Source text

____________________

The program will cost taxpayers up to $400 billion and will effectively penalize the millions of Americans who faithfully paid off their federal student loans or chose vocational training or other career paths – sometimes at a significant personal sacrifice. The program is also grossly unfair to the millions of Americans who saved up to pay for college rather than take out student loans.

But as unfair as the student loan cancelation program is, its worst flaw is that it is another example of the Biden Administration issuing an administrative diktat when Congress does not do the President’s bidding. Never forget that Congress has the power of the purse, and only Congress has the authority to enact a nationwide loan forgiveness program of such enormous scope.

As we explained here, the Biden Administration claimed that Congress granted it this power in the HEROES Act. In actuality, Congress passed the HEROES Act in the wake of the 9/11 attacks, and its purpose was to ensure that the “[h]undreds of thousands of Army, Air Force, Marine Corps, Navy, and Coast Guard reservists and members of the National Guard [who] ha[d] been called to active duty or active service” would not be “placed in a worse position financially” in relation to their student loans because of their military service.

____________________

Dataset extract
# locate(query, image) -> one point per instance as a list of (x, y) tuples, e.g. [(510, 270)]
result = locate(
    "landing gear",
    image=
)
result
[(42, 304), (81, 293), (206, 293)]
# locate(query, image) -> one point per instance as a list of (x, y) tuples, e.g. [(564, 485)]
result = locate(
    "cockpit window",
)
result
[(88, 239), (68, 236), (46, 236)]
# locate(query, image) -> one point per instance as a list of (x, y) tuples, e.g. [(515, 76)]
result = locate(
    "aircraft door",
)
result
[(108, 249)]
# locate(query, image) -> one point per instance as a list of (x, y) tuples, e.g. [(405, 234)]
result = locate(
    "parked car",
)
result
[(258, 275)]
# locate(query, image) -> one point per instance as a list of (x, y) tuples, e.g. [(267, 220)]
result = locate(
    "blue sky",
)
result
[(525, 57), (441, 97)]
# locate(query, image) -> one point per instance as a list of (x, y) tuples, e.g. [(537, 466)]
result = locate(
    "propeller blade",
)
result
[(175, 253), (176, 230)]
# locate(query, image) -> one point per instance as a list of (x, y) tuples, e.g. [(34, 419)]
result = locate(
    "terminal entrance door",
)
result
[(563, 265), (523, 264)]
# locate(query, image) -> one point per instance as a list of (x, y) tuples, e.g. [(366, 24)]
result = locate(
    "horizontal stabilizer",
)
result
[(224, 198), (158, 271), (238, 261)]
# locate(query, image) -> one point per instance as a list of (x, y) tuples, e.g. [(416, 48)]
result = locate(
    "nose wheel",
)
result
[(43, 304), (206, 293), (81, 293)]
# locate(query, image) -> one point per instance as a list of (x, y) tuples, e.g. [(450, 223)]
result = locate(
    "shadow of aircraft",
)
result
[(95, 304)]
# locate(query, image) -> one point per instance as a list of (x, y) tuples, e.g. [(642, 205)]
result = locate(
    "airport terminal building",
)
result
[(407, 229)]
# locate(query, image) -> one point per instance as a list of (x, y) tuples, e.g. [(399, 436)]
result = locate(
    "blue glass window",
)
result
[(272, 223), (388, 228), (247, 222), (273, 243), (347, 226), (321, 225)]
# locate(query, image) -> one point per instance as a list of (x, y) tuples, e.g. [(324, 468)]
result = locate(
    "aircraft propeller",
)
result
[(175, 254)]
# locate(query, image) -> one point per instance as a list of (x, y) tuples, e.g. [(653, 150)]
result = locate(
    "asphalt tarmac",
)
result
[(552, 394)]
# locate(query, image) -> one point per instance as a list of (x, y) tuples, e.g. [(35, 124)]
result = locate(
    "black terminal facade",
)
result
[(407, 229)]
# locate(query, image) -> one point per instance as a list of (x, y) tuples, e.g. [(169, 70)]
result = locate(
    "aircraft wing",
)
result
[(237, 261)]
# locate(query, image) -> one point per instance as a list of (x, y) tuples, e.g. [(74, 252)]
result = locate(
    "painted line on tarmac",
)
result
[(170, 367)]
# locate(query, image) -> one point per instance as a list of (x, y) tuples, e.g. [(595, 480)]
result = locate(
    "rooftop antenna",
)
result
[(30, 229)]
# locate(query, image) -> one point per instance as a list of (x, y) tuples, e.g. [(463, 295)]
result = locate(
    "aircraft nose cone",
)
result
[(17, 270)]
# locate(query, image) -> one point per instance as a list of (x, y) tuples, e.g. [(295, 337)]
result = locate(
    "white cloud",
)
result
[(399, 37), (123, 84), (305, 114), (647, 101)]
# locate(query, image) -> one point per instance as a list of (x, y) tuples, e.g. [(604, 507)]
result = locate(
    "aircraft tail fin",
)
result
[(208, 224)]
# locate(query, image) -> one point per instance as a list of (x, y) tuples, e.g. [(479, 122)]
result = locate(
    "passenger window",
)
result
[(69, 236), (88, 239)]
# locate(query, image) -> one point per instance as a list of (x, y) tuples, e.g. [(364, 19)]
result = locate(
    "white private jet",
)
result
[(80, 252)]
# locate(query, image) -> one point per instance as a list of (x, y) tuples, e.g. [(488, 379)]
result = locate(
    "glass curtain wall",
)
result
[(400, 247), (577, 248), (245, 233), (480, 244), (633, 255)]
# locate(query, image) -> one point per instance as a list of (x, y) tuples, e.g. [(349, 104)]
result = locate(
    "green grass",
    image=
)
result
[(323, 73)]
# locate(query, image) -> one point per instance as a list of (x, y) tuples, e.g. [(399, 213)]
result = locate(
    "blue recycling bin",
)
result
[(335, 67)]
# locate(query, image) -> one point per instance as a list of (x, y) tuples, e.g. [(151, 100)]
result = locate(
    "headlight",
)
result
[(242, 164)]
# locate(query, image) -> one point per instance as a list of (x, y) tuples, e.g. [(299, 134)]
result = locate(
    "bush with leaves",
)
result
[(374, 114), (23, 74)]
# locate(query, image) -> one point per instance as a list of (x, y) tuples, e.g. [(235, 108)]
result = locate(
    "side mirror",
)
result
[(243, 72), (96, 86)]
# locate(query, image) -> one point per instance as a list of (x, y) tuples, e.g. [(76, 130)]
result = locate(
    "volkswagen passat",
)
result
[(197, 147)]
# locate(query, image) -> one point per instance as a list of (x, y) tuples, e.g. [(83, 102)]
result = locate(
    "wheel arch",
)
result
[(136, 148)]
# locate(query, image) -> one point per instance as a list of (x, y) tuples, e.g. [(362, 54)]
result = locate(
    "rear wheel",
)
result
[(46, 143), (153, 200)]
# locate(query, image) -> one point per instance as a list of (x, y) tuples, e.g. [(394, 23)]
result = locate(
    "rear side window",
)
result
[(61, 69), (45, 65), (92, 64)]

____________________

Set of tasks
[a] Using the passage on the student loan cancelation program, mark each statement yes or no and quote the words of the passage that settle it: (i) the program will cost taxpayers up to $400 billion; (ii) the program's worst flaw is its unfairness to people who paid off their loans; (iii) Congress passed the HEROES Act after the 9/11 attacks.
[b] Carry on the passage about the student loan cancelation program, starting after its final sentence.

Answer list
[a]
(i) Yes: "The program will cost taxpayers up to $400 billion"
(ii) No: "its worst flaw is that it is another example of the Biden Administration issuing an administrative diktat when Congress does not do the President’s bidding"
(iii) Yes: "Congress passed the HEROES Act in the wake of the 9/11 attacks"

[b]
In addition to ignoring the HEROES Act’s clear limited purpose to benefit members of the military serving in the war on terror, the Biden Administration has now perverted this legislation by attempting to shoehorn COVID-19 into the HEROES Act’s use of the term “national emergency.” Remember, the Biden Administration was quick to discard COVID-19 as a national emergency when it wanted to allow illegal immigrants to flood our southern border. Political expediency should not determine when the President labels something a national emergency.

Numerous states and private plaintiffs challenged the program in federal court, and a federal district court held that the program was unconstitutional. The case is now before the Supreme Court of the United States. Oral argument will be held on February 28.

The ACLJ’s amicus brief argues that the best evidence that Congress retained the power to address student loan indebtedness and did not delegate its power to the Department of Education is Congress’ extensive legislative activity on the issue. During Biden’s presidency, Members of Congress introduced numerous bills addressing student loan indebtedness . . . but Congress never passed a single bill.

We pointed out in our brief: “It should be axiomatic that when Congress considers multiple bills addressing a major national policy, it is because Congress retained its power to do so, has not yet chosen to exercise that power, and did not somehow forget that it had delegated that power to the Executive Branch.”

The brief also argued that nothing in the HEROES Act supports the Secretary of Education’s claim that Congress delegated legislative power over an en masse student loan forgiveness program: “The Secretary’s broad reading of ‘national emergency’ . . . stuffs the proverbial elephant into the mousehole by detaching [the term] from the HEROES Act’s limited purpose.” As noted above, the original intent was to help service members serving in the war on terror, which the Secretary of Education completely ignored.

We conclude in our brief that the unconstitutional program threatens the separation of powers because a major national policy is being set by the politically unaccountable administrative state rather than by Congress, which answers to the people.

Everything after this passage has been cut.